---------- Extrait à lire ----------

Et la pensée de Derrida, pour suivre la perspective de Patrick Llored qui met en évidence le lien entre bêtise et souveraineté, tout en dénonçant le sacrifice logocentrique sur lequel reposent nos productions de subjectivités, ouvrirait la voie à une autre démocratie qui ferait une place à la bêtise des bêtes : « Ces institutions humanistes sont nées de leur incapacité fondatrice à penser la bêtise animale comme forme ultime et suprême de toute subjectivité. C’est pourquoi elles sont sacrificielles et le partage de souveraineté entre vivants humains et vivants animaux que Derrida nous permet de penser devrait pouvoir passer par des transferts de souveraineté qui ne peuvent être que des transferts de bêtise comme reconnaissance du phantasme de propriété de tout vivant chez tout vivant » (Du droit des bêtes à la bêtise).
Nous avons souhaité éclaircir les stratégies employées par Deleuze-Guattari et Derrida en interrogeant le philosophe Jean-Clet Martin (Deleuze et Derrida, ce n’est pas le même mouvement…) : « […] dans une sémiotique asignifiante comme celle de Deleuze ou dans les signes “animots” de Derrida, il y a bien sûr de quoi concevoir une éthique, une éthologie où  est en jeu l’idée d’une humanité qui ne se limite pas au “fait” humain, à l’anthropologie structurale capable d’en relever les signifiants universels. Tout se projette en direction d’une hybridation où se croisent en “droit” l’animal autant que la machine selon une technique dont Deleuze comme Derrida ont eu le souci. De ce côté-là, ça n’a pas de sens de séparer théorie et pratique, de les répartir en un couple d’oppositions nettement tranchées. »
L’article d’Elias Jabre, Le collectif commence seul, c’est-à-dire à plusieurs, tente de développer le geste de Derrida qui interroge Deleuze-Guattari, lorsque les deux philosophes s’en prennent aux bêtises que disent les psychanalystes qui rabattent les sujets sur Œdipe en ratant les devenir-animaux de l’homme. À travers sa critique, Derrida viserait certaines stratégies qui s’attaqueraient à l’ensemble d’un champ qu’il estime perfectible. Par sa politique de l’auto-immunité, il préfère partir d’une situation existante qu’il s’agirait d’endurer dans le cadre formel tel qu’il est institué (encore une fois, s’il semble perfectible, ce qui exclut Al-Qaïda et le régime nazi, par exemple), le temps de le faire dévier et de transformer les rapports de force jusqu’à les faire basculer dans un nouveau jeu. Il tient en même temps deux positions : d’une part, il tente d’assouplir un cadre qui prépare un possible changement de coordonnées ; de l’autre et dans le même mouvement, il se prononce au profit d’un nouveau pacte à venir (par exemple, en se prononçant pour le mariage homosexuel tout en défendant un autre pacte civil).

---------- Données extraites ----------

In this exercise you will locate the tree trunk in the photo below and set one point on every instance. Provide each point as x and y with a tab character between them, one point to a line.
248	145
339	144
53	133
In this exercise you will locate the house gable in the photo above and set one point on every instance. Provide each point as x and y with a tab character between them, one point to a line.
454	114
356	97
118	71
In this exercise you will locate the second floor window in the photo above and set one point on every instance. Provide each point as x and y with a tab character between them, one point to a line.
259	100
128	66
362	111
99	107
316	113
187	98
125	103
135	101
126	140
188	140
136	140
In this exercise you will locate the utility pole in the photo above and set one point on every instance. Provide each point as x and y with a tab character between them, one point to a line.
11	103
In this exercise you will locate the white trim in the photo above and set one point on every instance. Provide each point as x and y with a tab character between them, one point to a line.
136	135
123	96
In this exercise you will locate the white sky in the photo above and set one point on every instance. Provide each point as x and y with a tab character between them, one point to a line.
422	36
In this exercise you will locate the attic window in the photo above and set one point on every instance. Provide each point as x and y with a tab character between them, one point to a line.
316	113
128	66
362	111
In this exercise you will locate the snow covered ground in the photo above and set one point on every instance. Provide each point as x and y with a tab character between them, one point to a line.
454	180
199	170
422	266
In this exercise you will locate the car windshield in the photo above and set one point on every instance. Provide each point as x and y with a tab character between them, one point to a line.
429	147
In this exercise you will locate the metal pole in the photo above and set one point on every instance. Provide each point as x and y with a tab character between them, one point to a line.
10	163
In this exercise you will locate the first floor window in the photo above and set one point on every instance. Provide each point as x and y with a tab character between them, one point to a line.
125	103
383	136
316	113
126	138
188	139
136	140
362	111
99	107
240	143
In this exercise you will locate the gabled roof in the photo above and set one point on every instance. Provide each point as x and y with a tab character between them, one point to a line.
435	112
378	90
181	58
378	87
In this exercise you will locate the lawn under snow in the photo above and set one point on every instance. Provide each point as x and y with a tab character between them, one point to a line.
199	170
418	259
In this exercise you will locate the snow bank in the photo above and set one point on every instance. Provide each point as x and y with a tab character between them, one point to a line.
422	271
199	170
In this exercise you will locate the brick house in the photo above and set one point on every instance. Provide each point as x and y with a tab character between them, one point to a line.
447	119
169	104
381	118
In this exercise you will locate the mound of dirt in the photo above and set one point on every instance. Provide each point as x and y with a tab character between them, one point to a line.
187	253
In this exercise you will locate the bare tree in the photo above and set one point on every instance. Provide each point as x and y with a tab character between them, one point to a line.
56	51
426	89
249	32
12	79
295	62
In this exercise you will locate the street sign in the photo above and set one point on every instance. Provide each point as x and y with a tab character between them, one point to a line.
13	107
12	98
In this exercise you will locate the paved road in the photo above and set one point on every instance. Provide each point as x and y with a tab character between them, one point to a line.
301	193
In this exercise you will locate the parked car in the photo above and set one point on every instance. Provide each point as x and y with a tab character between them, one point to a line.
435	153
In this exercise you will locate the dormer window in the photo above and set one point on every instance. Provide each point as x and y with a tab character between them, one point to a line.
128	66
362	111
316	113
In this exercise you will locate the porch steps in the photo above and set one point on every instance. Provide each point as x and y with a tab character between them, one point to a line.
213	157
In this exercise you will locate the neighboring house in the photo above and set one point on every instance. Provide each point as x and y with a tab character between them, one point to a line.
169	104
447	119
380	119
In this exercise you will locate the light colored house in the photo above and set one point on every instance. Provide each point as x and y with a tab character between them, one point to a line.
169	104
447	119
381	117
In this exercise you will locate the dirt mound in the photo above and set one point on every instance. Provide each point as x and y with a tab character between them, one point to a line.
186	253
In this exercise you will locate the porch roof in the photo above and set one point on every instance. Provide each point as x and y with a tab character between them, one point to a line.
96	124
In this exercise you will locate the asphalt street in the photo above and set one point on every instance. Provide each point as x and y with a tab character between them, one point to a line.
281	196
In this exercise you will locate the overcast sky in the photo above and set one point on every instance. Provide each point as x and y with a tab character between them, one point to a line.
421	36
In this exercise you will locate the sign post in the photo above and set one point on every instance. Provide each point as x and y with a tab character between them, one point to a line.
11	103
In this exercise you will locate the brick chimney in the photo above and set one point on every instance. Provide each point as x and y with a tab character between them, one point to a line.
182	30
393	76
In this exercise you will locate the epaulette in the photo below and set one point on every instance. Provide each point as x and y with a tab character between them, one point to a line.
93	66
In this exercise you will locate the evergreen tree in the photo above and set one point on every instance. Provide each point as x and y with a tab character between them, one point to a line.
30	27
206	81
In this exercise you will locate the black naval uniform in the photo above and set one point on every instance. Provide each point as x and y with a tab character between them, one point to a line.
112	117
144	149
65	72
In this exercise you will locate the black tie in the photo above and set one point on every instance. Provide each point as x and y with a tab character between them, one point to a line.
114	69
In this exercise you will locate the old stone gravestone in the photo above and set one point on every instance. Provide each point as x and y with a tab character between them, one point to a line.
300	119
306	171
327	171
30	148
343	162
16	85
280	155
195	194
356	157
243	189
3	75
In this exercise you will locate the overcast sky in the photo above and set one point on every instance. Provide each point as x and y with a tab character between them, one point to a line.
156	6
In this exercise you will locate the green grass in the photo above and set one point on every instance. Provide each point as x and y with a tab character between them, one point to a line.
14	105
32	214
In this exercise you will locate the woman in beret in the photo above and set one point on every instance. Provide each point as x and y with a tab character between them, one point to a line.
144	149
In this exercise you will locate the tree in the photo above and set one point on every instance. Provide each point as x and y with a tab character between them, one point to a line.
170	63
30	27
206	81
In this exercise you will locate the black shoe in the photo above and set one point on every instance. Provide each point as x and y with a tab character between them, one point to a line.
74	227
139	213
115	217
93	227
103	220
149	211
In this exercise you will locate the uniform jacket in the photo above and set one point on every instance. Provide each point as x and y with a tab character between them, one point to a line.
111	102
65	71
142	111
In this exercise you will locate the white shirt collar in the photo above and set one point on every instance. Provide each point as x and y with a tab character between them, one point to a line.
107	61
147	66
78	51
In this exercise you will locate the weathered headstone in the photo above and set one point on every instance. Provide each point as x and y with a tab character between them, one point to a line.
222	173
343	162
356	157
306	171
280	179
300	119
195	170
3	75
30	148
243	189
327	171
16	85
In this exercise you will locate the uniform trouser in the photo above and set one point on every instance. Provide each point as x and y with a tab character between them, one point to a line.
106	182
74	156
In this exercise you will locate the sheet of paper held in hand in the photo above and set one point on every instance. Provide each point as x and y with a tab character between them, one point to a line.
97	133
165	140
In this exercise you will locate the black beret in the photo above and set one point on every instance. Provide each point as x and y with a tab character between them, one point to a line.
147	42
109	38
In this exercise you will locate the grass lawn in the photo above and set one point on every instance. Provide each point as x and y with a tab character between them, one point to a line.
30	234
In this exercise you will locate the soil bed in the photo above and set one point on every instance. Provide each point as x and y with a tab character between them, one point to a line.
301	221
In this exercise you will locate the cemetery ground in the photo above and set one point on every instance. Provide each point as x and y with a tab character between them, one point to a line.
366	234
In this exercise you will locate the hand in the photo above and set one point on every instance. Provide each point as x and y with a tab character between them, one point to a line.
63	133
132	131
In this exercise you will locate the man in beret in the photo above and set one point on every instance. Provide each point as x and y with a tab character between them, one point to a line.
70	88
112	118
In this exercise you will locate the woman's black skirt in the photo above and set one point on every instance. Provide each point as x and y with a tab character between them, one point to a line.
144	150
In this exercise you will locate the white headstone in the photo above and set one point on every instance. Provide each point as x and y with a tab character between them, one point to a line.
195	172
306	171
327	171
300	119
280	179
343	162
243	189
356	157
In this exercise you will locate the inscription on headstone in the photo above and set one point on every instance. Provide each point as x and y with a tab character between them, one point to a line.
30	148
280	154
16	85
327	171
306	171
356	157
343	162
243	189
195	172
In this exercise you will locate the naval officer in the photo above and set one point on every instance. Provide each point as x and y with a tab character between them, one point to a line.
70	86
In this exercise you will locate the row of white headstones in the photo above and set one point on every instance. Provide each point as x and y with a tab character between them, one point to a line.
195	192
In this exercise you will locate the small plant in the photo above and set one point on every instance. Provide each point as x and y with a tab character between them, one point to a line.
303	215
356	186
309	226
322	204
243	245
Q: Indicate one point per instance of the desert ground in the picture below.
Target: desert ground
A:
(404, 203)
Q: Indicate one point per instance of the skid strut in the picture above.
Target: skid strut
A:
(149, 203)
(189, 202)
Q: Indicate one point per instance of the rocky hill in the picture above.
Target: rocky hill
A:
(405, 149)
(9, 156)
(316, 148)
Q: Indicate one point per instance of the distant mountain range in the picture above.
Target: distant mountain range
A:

----------

* _Consigne_
Prolongez l'extrait consacré à Derrida et à la bêtise des bêtes en reprenant après sa dernière phrase. Ces lignes de données proviennent d'une source distincte.

* _Réponse rédigée_
Il ne s’agit pas d’une résistance molle qui, en négociant avec le cadre existant, tiendrait de l’impuissance politique ou d’un mouvement qui ne mettrait pas en question les catégories sur lesquelles il repose, se contentant de protester dans une logique confortable.
Dans son article Assises citoyennes, Christophe Scudéry analyse la façon dont le Collectif des 39 (2) a organisé aux assises citoyennes pour la psychiatrie et dans le médico-social  l’hétérogénéité des discours pour laisser circuler la parole entre « le psychiatre, le psychanalyste, le psychologue, l’interne, l’infirmier, le professeur, le politique mais aussi la mère de malade, “l’usager”, le malade pour ne pas dire le fou, etc. ». Mais de cette façon, chaque discours a été « assigné à résidence d’un représentant patenté ». Malgré les différentes tentatives d’assurer un contre-pouvoir, l’auteur explique que le dispositif reste problématique : « Parmi ceux qui avaient la parole se distinguait, par ailleurs, celui qui, du haut de son magister, tenait un propos souverain articulant un vouloir-dire déterminé avec des effets poursuivis, de ceux qui, rangés en rang d’oignon, alimentaient le débat d’une table ronde à coup d’énoncés spontanés, réagissant sous la forme d’une critique, d’un témoignage, d’une association libre, d’un développement, d’une opposition, etc. Comme s’il revenait à ces derniers d’exprimer la parole ôtée au public. N’y-a-t-il pas là la plus éclatante des mises en scène du Maître et de ses affidés ? N’y aurait-il pas quelques paradoxes à ce que des “assises citoyennes” qui se veulent espace d’épreuve d’une démocratie en train de se faire au moment même où elle s’exerce, ne soient au final que la répétition insidieuse d’une structure aristo-monarchique d’essence théologique ? »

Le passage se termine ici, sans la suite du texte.